SET PROBLEM:
Skip every line before the one containing "Indicate a point per instance of the sky", then copy that line and the rest of the entries below exactly, through the last line.

--- start STORED ROWS ---

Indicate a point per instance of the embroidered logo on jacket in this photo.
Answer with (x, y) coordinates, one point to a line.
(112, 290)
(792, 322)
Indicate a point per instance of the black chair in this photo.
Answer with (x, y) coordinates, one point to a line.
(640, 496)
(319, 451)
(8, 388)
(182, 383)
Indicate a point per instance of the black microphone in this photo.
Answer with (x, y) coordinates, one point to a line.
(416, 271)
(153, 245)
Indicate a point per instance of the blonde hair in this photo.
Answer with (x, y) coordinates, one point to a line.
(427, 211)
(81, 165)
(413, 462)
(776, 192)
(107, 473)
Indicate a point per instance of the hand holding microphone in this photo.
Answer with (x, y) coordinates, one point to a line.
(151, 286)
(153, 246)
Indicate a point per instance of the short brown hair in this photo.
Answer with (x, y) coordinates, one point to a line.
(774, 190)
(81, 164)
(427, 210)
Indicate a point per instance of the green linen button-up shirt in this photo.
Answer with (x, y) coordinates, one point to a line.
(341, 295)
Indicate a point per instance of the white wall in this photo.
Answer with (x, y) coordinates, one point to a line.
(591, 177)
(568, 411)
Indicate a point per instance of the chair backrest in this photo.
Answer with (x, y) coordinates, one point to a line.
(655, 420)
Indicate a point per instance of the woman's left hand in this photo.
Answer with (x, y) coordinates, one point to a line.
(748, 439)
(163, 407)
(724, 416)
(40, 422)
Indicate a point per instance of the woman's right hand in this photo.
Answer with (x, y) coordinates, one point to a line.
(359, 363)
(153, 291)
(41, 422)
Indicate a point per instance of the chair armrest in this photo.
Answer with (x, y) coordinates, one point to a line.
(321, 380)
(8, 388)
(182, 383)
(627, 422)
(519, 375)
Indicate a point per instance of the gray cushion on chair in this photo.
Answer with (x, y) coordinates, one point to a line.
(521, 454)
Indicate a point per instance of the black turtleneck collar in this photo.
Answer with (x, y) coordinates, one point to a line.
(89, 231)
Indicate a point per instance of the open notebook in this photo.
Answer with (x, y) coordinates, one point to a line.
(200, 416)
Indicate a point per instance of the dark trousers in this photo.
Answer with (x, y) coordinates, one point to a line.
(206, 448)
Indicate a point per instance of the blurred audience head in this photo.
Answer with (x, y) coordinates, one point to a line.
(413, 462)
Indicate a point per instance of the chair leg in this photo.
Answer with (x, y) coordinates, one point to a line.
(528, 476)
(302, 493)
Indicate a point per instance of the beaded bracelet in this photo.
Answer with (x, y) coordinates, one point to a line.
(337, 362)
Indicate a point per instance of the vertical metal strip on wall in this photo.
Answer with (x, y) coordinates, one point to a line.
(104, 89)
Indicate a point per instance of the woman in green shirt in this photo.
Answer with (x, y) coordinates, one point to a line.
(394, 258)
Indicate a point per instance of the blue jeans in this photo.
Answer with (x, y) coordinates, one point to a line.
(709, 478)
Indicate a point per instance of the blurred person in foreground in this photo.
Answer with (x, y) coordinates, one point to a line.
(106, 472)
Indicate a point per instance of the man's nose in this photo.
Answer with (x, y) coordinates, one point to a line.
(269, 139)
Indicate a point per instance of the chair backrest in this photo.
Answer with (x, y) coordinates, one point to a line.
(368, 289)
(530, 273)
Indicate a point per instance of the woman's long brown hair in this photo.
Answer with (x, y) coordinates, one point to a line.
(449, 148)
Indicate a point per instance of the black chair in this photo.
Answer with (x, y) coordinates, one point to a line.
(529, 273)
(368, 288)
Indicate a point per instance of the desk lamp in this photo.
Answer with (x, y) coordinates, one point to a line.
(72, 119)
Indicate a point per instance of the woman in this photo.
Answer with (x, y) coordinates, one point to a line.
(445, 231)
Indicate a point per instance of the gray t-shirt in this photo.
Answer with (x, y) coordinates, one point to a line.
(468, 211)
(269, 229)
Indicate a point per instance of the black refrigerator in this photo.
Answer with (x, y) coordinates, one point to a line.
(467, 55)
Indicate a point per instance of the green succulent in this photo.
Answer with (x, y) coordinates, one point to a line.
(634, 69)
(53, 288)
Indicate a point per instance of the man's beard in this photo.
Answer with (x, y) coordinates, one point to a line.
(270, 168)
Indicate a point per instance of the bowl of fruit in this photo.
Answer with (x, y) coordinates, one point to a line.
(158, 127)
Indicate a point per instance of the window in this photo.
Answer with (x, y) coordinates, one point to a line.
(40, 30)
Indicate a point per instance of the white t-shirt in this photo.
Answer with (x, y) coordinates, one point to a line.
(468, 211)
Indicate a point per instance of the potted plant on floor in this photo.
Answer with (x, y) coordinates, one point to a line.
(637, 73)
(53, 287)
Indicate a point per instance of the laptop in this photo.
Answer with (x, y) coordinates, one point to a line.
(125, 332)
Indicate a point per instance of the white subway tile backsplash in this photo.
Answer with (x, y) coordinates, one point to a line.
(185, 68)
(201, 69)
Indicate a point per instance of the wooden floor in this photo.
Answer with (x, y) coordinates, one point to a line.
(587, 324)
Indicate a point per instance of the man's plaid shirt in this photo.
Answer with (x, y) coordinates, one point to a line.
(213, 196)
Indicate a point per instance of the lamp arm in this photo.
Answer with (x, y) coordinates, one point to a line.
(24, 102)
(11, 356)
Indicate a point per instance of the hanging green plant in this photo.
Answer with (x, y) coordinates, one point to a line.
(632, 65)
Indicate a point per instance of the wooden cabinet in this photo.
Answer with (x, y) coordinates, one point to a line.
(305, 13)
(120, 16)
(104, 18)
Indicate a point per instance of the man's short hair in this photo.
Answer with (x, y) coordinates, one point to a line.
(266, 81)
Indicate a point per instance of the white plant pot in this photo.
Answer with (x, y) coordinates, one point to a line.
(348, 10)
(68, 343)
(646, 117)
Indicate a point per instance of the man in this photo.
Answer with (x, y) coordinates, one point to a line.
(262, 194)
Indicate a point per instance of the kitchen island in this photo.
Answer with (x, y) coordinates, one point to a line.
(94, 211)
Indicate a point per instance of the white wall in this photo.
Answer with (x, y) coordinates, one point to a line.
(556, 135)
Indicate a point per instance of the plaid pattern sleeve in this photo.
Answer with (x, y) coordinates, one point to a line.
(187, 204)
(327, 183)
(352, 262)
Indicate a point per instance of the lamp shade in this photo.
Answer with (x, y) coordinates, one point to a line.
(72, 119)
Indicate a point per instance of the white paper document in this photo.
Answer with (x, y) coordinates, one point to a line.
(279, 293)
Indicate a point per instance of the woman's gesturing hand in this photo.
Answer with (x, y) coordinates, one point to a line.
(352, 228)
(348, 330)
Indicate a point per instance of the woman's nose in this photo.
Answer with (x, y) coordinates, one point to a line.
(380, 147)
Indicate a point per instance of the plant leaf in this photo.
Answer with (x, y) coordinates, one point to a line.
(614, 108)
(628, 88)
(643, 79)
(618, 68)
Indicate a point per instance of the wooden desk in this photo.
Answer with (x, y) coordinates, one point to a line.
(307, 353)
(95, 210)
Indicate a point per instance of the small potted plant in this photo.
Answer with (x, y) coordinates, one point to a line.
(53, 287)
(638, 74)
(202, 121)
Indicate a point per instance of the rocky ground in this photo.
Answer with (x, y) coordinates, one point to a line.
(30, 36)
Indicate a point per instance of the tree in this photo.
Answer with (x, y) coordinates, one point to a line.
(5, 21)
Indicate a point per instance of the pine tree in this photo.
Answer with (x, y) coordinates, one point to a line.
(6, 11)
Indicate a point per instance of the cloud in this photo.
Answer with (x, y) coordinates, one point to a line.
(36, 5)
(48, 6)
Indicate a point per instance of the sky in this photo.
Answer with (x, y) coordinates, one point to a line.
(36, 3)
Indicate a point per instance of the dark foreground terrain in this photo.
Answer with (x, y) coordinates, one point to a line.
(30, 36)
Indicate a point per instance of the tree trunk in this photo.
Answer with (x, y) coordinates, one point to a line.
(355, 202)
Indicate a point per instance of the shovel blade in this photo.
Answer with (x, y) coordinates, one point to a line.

--- end STORED ROWS ---

COMPLETED TASK:
Indicate a point per instance of the sky in this photo.
Answer with (x, y) coordinates, one point to a line.
(36, 3)
Indicate a point per instance of the dark foreground terrain in this photo.
Answer with (x, y) coordinates, one point to a line.
(30, 36)
Indicate a point per instance of the tree trunk in this photo.
Answer with (x, y) coordinates, one point to a line.
(355, 202)
Indicate a point per instance of the shovel blade in this photo.
Answer with (x, y) coordinates, one point to a line.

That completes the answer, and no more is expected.